DIRECTIONS: Will you print every one of the lines below word for word, omitting the pictures?

DATA EXTRACT:

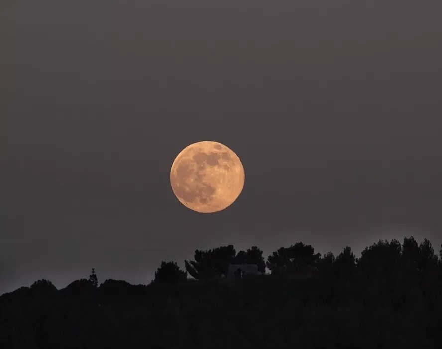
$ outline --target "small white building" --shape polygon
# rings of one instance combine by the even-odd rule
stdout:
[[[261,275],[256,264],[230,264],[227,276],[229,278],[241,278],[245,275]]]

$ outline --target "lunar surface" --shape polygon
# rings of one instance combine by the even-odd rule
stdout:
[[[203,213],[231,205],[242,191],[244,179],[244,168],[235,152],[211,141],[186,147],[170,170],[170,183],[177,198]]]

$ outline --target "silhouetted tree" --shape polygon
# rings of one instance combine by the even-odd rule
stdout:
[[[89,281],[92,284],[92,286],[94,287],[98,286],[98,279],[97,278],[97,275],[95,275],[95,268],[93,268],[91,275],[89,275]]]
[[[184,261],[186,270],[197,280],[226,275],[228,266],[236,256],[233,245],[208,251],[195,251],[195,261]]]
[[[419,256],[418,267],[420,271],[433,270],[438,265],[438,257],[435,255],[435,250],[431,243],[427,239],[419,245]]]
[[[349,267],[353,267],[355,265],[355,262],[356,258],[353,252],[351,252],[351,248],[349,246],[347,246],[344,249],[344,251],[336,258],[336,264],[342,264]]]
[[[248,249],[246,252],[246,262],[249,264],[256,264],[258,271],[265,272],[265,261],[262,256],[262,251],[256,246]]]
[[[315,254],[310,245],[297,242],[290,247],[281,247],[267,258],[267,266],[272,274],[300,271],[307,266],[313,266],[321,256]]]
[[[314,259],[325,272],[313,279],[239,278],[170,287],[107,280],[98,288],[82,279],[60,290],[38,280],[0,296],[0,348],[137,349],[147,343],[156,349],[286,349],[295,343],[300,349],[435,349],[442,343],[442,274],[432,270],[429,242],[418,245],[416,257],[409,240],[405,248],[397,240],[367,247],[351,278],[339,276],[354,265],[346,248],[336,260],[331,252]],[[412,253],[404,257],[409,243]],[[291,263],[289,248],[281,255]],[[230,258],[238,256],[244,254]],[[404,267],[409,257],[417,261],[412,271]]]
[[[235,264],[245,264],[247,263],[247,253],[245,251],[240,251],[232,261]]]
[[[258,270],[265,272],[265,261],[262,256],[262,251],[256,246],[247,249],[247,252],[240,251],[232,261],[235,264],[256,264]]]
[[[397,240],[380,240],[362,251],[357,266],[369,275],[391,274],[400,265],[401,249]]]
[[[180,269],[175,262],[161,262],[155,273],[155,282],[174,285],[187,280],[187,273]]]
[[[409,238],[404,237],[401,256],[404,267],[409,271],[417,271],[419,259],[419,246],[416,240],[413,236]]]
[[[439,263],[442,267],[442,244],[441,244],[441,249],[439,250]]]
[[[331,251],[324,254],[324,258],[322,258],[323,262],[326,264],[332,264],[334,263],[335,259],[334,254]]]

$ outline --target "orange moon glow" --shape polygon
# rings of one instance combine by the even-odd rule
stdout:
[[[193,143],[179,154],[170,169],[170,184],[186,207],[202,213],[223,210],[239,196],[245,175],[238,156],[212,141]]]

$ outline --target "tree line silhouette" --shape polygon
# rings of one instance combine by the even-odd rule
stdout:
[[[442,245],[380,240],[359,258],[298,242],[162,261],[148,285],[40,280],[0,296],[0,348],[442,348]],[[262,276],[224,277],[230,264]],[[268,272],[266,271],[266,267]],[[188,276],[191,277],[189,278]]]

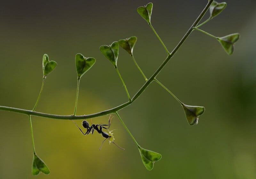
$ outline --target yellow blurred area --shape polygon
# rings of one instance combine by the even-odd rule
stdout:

THE REPLY:
$ outline --target "small white building" --shape polygon
# rings of one instance combine by the even-odd rule
stdout:
[[[261,275],[256,264],[230,264],[227,276],[229,278],[241,278],[245,275]]]

$ outline --target "lunar surface" --shape polygon
# rings of one instance combine by the even-odd rule
stdout:
[[[203,213],[231,205],[242,191],[244,179],[244,168],[235,152],[211,141],[186,147],[170,170],[170,183],[177,198]]]

$ outline --target "silhouetted tree" --shape polygon
# rings of one instance combine by the even-odd rule
stdout:
[[[89,281],[92,284],[92,286],[94,287],[98,286],[98,279],[97,278],[97,275],[95,275],[95,268],[93,268],[91,275],[89,275]]]
[[[184,261],[186,270],[197,280],[226,275],[228,266],[236,256],[233,245],[208,251],[195,251],[195,261]]]
[[[419,256],[418,267],[420,271],[433,270],[438,265],[438,257],[435,255],[435,250],[431,243],[427,239],[419,245]]]
[[[349,267],[353,267],[355,265],[355,262],[356,258],[353,252],[351,252],[351,248],[349,246],[347,246],[344,249],[344,251],[336,258],[336,264],[342,264]]]
[[[248,249],[246,252],[246,262],[249,264],[256,264],[258,271],[265,272],[265,261],[262,256],[262,251],[256,246]]]
[[[315,254],[310,245],[297,242],[290,247],[281,247],[267,258],[267,266],[272,274],[300,271],[307,266],[313,266],[321,256]]]
[[[314,259],[325,272],[313,279],[239,278],[170,287],[107,280],[98,288],[82,279],[60,290],[38,280],[0,296],[0,348],[137,349],[147,343],[156,349],[286,349],[295,343],[300,349],[435,349],[442,343],[442,274],[432,270],[429,242],[418,245],[416,257],[409,240],[405,248],[397,240],[367,247],[351,278],[339,276],[354,265],[346,248],[336,260],[331,252]],[[412,253],[404,257],[409,243]],[[291,263],[289,248],[281,255]],[[230,258],[238,256],[244,254]],[[404,267],[409,257],[417,261],[412,271]]]
[[[235,264],[245,264],[247,263],[247,253],[245,251],[240,251],[232,261]]]
[[[258,270],[265,272],[265,261],[262,256],[262,251],[256,246],[247,249],[247,252],[240,251],[232,261],[235,264],[256,264]]]
[[[397,240],[380,240],[362,251],[357,266],[369,275],[391,274],[400,265],[401,249]]]
[[[180,269],[175,262],[161,262],[155,273],[155,282],[174,285],[187,280],[187,273]]]
[[[409,238],[404,237],[401,256],[404,267],[409,271],[417,271],[419,259],[419,246],[416,240],[413,236]]]
[[[439,263],[442,267],[442,244],[441,244],[441,249],[439,250]]]
[[[331,251],[324,254],[324,258],[322,258],[323,262],[326,264],[332,264],[334,263],[335,259],[334,254]]]

$ outline --target "orange moon glow" --shape polygon
# rings of one instance combine by the even-odd rule
stdout:
[[[193,143],[179,154],[170,169],[170,184],[186,207],[202,213],[223,210],[239,196],[245,175],[238,156],[212,141]]]

$ outline --target "tree line silhouette" --shape polygon
# rings of one instance combine by the even-odd rule
stdout:
[[[442,245],[380,240],[359,258],[298,242],[162,261],[148,285],[40,280],[0,296],[0,348],[442,348]],[[262,276],[224,277],[230,264]],[[268,272],[266,271],[266,267]],[[188,276],[191,277],[189,278]]]

$ outline --target yellow blurred area --shape polygon
# rings of one instance combine by the even-odd rule
stdout:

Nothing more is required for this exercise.